Task to complete: Pull out every line of the rows below that contains the word "stone", matching case exactly.

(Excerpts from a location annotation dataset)

— begin —

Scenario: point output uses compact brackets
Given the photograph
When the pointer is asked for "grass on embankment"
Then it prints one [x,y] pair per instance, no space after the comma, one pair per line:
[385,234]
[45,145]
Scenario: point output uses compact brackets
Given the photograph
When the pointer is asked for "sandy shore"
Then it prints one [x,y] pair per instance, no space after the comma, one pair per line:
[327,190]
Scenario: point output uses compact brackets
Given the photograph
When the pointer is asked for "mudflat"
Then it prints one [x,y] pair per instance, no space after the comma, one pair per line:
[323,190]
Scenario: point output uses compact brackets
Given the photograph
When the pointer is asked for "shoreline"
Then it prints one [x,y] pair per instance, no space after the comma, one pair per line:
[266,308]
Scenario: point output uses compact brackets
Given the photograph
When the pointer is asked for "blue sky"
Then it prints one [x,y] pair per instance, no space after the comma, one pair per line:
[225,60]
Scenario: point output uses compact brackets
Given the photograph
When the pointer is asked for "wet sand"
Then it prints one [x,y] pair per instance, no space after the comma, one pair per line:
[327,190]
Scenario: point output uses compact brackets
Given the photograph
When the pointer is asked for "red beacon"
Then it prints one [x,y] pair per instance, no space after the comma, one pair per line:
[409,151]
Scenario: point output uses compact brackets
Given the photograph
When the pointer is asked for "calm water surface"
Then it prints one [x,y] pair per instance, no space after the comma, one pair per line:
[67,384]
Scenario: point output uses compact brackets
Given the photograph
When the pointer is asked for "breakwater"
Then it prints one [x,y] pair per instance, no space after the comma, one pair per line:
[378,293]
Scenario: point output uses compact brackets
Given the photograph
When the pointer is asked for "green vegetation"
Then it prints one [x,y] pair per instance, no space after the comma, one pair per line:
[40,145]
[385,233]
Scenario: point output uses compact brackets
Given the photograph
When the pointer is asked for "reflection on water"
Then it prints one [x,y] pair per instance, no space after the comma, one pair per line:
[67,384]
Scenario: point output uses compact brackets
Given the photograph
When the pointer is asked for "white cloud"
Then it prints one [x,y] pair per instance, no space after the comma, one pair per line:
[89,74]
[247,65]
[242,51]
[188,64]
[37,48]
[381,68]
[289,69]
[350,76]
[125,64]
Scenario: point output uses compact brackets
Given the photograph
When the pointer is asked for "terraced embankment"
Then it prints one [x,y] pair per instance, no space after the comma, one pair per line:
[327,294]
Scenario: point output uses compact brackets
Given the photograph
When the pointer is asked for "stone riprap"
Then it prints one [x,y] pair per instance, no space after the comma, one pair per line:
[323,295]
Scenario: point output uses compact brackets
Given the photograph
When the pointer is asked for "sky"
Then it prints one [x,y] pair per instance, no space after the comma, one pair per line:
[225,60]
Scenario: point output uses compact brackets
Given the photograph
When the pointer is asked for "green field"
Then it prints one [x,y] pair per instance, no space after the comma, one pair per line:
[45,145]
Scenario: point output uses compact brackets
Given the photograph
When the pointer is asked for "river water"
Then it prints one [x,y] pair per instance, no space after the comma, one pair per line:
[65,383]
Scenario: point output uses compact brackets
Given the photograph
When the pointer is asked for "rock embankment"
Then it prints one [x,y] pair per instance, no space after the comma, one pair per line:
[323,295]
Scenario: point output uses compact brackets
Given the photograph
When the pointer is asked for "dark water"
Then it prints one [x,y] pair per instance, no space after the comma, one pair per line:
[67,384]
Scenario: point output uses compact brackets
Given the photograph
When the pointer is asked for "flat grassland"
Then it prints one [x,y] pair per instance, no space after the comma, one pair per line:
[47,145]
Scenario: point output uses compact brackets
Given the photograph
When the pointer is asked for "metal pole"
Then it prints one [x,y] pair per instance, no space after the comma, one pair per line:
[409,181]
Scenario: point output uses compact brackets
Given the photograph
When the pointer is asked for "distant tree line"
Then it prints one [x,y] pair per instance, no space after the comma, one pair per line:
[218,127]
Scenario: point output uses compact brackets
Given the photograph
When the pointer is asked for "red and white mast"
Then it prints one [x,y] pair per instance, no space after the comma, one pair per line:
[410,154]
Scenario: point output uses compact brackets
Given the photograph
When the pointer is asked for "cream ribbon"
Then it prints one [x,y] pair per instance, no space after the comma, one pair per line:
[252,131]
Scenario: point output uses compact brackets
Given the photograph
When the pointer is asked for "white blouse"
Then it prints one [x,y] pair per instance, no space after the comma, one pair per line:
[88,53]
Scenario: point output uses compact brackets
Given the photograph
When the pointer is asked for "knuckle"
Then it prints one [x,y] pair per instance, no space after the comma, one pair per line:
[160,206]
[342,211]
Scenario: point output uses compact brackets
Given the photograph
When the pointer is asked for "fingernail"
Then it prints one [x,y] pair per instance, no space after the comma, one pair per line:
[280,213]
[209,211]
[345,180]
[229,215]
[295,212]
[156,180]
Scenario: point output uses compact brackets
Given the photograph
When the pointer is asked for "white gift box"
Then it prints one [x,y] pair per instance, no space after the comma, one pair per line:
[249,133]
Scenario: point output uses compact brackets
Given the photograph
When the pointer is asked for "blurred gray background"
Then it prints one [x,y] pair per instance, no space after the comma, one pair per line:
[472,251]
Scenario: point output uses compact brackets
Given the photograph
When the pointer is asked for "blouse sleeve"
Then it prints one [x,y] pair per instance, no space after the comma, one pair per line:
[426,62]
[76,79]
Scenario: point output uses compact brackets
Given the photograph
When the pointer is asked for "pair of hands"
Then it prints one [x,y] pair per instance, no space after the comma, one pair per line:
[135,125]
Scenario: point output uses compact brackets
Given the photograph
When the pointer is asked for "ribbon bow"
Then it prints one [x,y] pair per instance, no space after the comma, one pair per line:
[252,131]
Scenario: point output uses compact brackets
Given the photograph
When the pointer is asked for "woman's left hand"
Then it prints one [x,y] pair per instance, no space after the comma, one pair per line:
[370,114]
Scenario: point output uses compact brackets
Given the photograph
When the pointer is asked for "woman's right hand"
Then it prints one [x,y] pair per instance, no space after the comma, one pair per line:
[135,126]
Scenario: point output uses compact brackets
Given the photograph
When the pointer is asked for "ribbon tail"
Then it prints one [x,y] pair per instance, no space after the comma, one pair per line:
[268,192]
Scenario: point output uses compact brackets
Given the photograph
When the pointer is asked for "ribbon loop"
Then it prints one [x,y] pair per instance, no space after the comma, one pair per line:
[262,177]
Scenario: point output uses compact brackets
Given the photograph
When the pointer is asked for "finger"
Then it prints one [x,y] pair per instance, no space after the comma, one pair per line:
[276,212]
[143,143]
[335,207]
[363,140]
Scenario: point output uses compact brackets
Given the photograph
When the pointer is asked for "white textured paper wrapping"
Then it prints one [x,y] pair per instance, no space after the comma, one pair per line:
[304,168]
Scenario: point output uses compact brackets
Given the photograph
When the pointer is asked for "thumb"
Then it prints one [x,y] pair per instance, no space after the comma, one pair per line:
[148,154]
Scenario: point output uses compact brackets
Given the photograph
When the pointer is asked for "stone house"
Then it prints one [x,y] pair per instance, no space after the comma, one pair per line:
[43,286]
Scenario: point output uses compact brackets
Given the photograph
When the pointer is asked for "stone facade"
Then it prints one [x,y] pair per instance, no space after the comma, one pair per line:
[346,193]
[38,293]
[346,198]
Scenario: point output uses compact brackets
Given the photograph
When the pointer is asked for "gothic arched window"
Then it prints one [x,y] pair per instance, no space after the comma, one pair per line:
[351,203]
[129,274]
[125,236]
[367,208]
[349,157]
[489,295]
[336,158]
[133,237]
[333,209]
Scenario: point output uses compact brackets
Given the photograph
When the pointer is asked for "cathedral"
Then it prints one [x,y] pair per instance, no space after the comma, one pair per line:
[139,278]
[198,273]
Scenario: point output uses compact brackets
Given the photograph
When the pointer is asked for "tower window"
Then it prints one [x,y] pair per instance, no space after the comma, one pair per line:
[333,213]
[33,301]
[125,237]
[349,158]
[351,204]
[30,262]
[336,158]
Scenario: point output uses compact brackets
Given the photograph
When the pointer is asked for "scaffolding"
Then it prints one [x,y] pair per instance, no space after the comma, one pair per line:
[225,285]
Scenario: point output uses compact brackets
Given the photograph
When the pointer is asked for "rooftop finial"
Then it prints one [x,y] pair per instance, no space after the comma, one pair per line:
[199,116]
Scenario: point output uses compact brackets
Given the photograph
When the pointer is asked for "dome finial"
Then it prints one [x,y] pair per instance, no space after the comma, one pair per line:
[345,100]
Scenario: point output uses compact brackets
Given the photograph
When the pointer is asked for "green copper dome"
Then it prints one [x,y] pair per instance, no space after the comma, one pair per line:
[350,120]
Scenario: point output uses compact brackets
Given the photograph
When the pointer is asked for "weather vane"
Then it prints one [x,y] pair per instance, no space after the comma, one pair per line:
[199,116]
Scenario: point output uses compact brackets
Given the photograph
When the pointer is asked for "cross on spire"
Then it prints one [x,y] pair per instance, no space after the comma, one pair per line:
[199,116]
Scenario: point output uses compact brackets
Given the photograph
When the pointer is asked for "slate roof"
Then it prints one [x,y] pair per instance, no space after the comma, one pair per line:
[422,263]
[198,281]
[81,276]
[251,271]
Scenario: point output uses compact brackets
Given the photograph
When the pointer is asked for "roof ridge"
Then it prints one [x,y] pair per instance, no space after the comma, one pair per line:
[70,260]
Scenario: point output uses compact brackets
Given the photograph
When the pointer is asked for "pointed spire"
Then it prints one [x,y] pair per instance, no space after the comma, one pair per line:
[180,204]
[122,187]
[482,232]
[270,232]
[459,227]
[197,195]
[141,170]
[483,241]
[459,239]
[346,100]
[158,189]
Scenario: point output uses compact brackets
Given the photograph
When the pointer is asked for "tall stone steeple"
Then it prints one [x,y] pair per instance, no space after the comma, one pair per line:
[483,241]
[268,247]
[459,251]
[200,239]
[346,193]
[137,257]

— end —

Response for this exercise:
When the pointer is asked for "stone riprap"
When the pointer is asked for "stone house"
When the pointer is asked for "stone facade"
When the pointer is asked for "tall stone steeple"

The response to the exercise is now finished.